> Zu erledigende Aufgaben:
**A.** Gib aus dem Textauszug über den VW-Bus der Kuhrs einen Abschnitt wortgetreu aus: Beginne bei der Stelle mit „Der neue Zwei-Liter-Motor“ und höre nach „gereisten Leben erzählt.“ auf.
**B.** Setze den Textauszug über den VW-Bus der Kuhrs im Anschluss an seinen letzten Satz fort.

> Zitierter Textauszug:
────────────────

Der neue Zwei-Liter-Motor hat gerade mal 20 Betriebsstunden runter und läuft wie ein frisch geöltes Uhrwerk, luftgekühlt, wie sich’s gehört. Kuhrs Vermutung, dass er mehr als die eingetragenen 70 Pferdestärken hat, braucht der TÜV ja nicht zu wissen.

Auf dem Obst-Gütle der Kuhrs fängt die lustige Figur auf dem Armaturenbrett bedenklich zu wackeln an. Wo andere einen Elvis haben, steht bei Kuhrs ein »goldener Mensch« mit Gitarre aus Hawaii, mitgebracht von einem der seltenen Familien-Urlaub ohne den VW-Bus. »Aloha« verkündet der polynesische Ureinwohner, und eine gelbe Hawaiikette schaukelt dazu im Takt. Es ist nicht das einzige Zeichen an dem grasgrünen Auto, das von einem weit gereisten Leben erzählt.

────────────────

> Extrahierte Informationen:

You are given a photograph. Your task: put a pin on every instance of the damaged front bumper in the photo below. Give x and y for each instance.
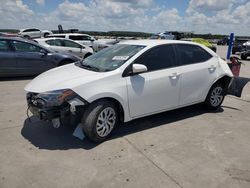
(39, 108)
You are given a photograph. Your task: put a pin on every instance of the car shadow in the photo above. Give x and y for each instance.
(16, 78)
(44, 136)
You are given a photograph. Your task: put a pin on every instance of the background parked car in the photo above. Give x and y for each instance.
(66, 45)
(239, 45)
(7, 34)
(21, 57)
(150, 76)
(244, 55)
(223, 41)
(85, 40)
(33, 33)
(202, 41)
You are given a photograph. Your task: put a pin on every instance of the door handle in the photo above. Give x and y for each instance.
(174, 75)
(212, 68)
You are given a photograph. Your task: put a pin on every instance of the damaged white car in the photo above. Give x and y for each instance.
(129, 80)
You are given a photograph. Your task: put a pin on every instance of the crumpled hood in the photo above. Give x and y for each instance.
(65, 77)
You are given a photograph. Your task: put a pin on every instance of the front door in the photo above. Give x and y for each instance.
(157, 89)
(198, 71)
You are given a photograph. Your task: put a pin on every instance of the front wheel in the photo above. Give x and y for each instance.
(243, 57)
(215, 97)
(99, 120)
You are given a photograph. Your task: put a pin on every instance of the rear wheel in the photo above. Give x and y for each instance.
(215, 96)
(65, 62)
(87, 55)
(26, 37)
(99, 120)
(45, 35)
(243, 56)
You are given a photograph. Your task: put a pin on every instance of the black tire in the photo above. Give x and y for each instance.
(243, 57)
(45, 35)
(65, 62)
(87, 55)
(211, 102)
(90, 120)
(26, 37)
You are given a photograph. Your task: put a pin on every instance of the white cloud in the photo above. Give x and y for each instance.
(40, 2)
(211, 16)
(15, 13)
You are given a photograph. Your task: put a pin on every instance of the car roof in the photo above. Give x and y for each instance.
(55, 38)
(24, 40)
(76, 34)
(150, 42)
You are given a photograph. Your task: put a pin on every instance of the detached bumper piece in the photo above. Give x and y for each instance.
(49, 113)
(37, 109)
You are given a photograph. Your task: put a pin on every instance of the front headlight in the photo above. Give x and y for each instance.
(55, 98)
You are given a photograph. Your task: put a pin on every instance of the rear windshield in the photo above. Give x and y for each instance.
(111, 58)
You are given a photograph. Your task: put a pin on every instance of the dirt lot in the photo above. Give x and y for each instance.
(190, 147)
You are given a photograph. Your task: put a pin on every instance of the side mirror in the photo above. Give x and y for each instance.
(139, 68)
(43, 52)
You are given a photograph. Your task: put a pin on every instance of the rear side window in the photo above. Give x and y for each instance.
(56, 36)
(56, 42)
(190, 54)
(31, 30)
(4, 45)
(25, 47)
(79, 37)
(158, 58)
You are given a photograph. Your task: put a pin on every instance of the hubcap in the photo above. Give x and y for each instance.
(216, 96)
(105, 121)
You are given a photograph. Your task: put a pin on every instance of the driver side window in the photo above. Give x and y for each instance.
(25, 47)
(157, 58)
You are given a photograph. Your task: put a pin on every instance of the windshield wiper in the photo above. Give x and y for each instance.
(89, 67)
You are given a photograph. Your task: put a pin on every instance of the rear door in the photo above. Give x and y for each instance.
(198, 70)
(56, 44)
(8, 62)
(30, 60)
(74, 48)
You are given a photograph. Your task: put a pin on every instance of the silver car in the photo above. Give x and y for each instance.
(21, 57)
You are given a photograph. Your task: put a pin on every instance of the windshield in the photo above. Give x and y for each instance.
(110, 58)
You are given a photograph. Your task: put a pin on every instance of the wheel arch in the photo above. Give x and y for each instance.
(117, 103)
(65, 61)
(224, 79)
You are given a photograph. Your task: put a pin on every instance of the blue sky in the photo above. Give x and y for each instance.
(199, 16)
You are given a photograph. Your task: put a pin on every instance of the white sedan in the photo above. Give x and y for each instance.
(127, 81)
(31, 33)
(66, 45)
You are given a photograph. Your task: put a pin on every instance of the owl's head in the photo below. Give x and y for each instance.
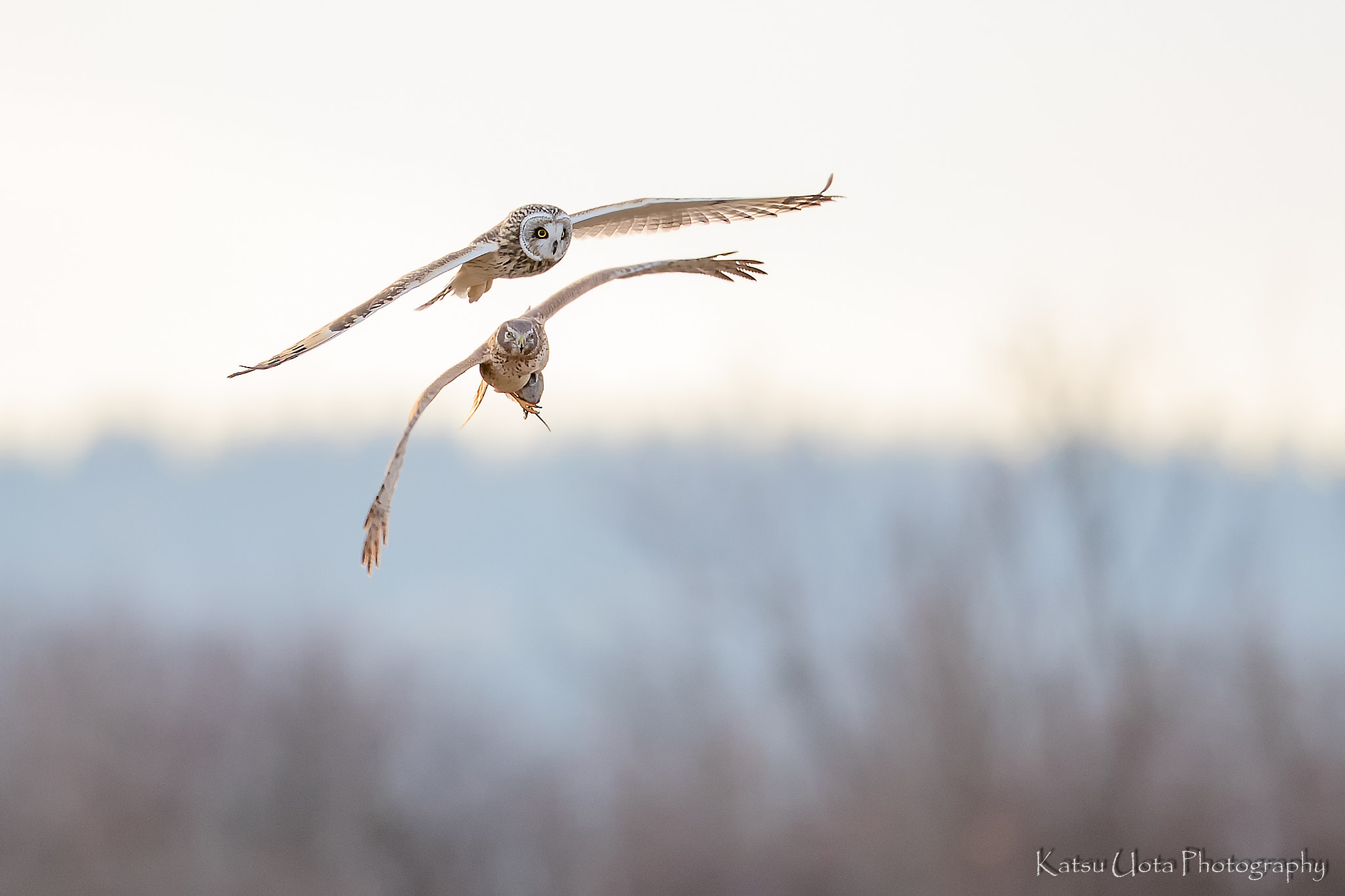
(545, 234)
(531, 391)
(519, 337)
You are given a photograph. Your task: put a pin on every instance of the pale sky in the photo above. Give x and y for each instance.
(1152, 195)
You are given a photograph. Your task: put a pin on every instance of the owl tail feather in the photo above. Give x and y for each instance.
(477, 403)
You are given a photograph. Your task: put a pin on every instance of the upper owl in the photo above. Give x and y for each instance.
(535, 238)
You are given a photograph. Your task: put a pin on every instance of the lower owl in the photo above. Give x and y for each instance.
(512, 362)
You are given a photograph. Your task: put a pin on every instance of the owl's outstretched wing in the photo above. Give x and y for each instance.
(403, 285)
(669, 214)
(376, 524)
(711, 265)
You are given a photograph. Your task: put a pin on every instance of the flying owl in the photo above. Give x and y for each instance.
(535, 238)
(512, 362)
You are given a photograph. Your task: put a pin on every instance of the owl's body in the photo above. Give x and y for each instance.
(531, 240)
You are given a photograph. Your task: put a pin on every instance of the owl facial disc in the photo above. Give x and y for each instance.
(546, 236)
(519, 337)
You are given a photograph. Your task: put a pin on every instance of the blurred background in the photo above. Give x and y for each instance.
(1005, 515)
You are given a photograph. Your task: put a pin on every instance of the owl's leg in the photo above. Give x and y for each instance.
(529, 396)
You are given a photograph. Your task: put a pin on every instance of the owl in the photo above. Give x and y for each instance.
(512, 362)
(535, 238)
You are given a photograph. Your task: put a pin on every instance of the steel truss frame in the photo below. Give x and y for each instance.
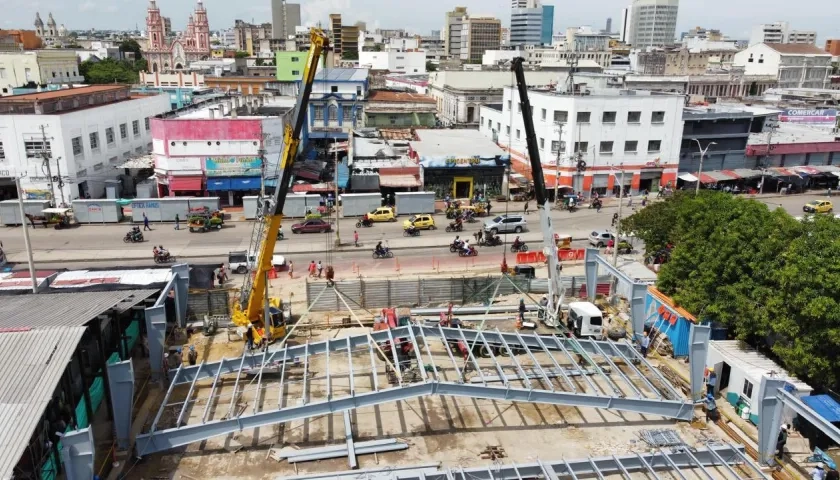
(559, 371)
(720, 457)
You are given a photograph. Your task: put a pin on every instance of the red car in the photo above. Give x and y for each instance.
(312, 226)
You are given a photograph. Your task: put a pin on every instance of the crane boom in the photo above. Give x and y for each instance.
(253, 297)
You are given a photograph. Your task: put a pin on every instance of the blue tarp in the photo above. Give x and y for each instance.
(826, 406)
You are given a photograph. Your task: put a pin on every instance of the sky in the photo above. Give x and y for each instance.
(734, 18)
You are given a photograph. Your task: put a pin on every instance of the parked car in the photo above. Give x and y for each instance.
(506, 224)
(600, 238)
(421, 222)
(315, 225)
(818, 206)
(383, 214)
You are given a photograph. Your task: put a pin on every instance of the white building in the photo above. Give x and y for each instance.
(780, 32)
(794, 65)
(637, 132)
(89, 130)
(53, 66)
(651, 23)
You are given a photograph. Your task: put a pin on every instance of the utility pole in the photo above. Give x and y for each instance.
(26, 237)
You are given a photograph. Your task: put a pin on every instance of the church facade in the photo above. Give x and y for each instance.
(167, 55)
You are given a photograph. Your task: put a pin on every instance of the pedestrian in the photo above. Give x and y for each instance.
(645, 343)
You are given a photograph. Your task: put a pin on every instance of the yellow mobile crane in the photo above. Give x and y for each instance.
(254, 308)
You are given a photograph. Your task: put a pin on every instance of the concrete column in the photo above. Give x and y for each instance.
(698, 339)
(77, 454)
(121, 386)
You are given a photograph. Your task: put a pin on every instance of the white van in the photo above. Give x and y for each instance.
(585, 320)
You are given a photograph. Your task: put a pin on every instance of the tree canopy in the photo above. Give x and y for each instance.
(773, 280)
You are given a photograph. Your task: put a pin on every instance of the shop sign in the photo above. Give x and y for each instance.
(233, 167)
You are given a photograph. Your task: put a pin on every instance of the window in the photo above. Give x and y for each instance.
(657, 117)
(77, 146)
(747, 390)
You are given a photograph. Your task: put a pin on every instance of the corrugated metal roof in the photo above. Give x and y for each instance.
(64, 309)
(31, 365)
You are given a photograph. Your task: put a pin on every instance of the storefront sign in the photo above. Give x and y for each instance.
(233, 166)
(807, 115)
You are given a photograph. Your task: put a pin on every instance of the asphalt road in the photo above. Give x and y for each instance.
(102, 245)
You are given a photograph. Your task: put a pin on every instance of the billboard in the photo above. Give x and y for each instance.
(809, 115)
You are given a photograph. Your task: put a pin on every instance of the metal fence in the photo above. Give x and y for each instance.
(371, 294)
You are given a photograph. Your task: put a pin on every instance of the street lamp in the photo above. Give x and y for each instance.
(702, 155)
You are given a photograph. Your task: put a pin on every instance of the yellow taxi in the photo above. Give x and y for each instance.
(383, 214)
(818, 206)
(421, 222)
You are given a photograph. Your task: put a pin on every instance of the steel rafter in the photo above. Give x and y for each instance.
(676, 462)
(549, 354)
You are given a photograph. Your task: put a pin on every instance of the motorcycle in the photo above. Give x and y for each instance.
(518, 248)
(133, 237)
(385, 253)
(455, 227)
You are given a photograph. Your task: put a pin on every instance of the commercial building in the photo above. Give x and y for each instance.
(38, 67)
(460, 94)
(459, 163)
(285, 17)
(399, 109)
(634, 134)
(337, 103)
(794, 65)
(650, 23)
(780, 32)
(89, 132)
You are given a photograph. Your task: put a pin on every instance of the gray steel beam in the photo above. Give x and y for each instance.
(698, 336)
(77, 454)
(121, 384)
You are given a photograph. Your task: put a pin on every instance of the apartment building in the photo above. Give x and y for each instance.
(617, 133)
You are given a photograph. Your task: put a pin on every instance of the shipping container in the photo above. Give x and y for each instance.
(358, 204)
(10, 210)
(97, 211)
(412, 203)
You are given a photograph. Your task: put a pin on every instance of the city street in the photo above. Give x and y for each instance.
(102, 245)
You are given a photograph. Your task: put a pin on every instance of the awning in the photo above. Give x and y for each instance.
(186, 183)
(824, 405)
(245, 183)
(218, 184)
(399, 181)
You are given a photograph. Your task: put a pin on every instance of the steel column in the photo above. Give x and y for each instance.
(699, 336)
(121, 385)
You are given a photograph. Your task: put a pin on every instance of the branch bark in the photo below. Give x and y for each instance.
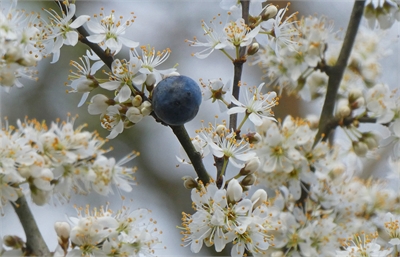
(35, 244)
(336, 72)
(194, 156)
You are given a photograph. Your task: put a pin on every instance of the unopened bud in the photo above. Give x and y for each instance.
(313, 121)
(134, 115)
(343, 109)
(137, 101)
(371, 140)
(234, 191)
(251, 166)
(253, 137)
(220, 130)
(369, 11)
(248, 180)
(253, 49)
(360, 148)
(354, 94)
(189, 182)
(269, 12)
(259, 197)
(146, 108)
(14, 242)
(62, 229)
(150, 80)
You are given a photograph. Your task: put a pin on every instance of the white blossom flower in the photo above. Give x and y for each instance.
(379, 103)
(62, 29)
(216, 39)
(217, 90)
(109, 32)
(224, 143)
(363, 247)
(112, 121)
(151, 59)
(83, 80)
(240, 34)
(124, 76)
(257, 106)
(98, 104)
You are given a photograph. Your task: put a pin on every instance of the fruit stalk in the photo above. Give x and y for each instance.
(194, 156)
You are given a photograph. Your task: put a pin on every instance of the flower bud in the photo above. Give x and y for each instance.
(313, 121)
(134, 115)
(251, 166)
(360, 148)
(234, 191)
(343, 109)
(248, 180)
(146, 108)
(371, 140)
(62, 229)
(150, 80)
(189, 182)
(259, 197)
(253, 49)
(269, 12)
(354, 94)
(220, 130)
(137, 101)
(14, 242)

────────────────

> Antworten zu Aufgaben:
**A.**
Der neue Zwei-Liter-Motor hat gerade mal 20 Betriebsstunden runter und läuft wie ein frisch geöltes Uhrwerk, luftgekühlt, wie sich’s gehört. Kuhrs Vermutung, dass er mehr als die eingetragenen 70 Pferdestärken hat, braucht der TÜV ja nicht zu wissen.

Auf dem Obst-Gütle der Kuhrs fängt die lustige Figur auf dem Armaturenbrett bedenklich zu wackeln an. Wo andere einen Elvis haben, steht bei Kuhrs ein »goldener Mensch« mit Gitarre aus Hawaii, mitgebracht von einem der seltenen Familien-Urlaub ohne den VW-Bus. »Aloha« verkündet der polynesische Ureinwohner, und eine gelbe Hawaiikette schaukelt dazu im Takt. Es ist nicht das einzige Zeichen an dem grasgrünen Auto, das von einem weit gereisten Leben erzählt.

**B.**
Obwohl er ein brandneues Wohnmobil zuhause stehen hat, würde er sofort wieder mit dem Westfalia-Bus in den Urlaub fahren. Jeder Handgriff sitzt. Das Hubdach, die Kochnische, der Campingtisch – alles ist mechanisch und voll funktionstüchtig. Allein die Gasheizung wird nicht mehr benutzt. Doch als Kuhr sie neulich bei der Hauptuntersuchung vorstellte, bekam er anerkennende Blicke und ungläubiges Staunen, dass alle Leitungen noch original sind. Deutsche Wertarbeit eben.

25 000 Euro bot ein Passant neulich spontan für das Gefährt. Als sich die Kuhrs genauer informierten, erfuhren sie von Handelspreisen, die bei dem Doppelten liegen. Ist die Versuchung nicht groß, sich bei solchen Beträgen zu trennen? »Niemals«, sagen die Kuhrs. Der VW-Bus bleibt, auch wenn die Kinder aus dem Haus sind. Denn inzwischen freuen sich schon die Enkel.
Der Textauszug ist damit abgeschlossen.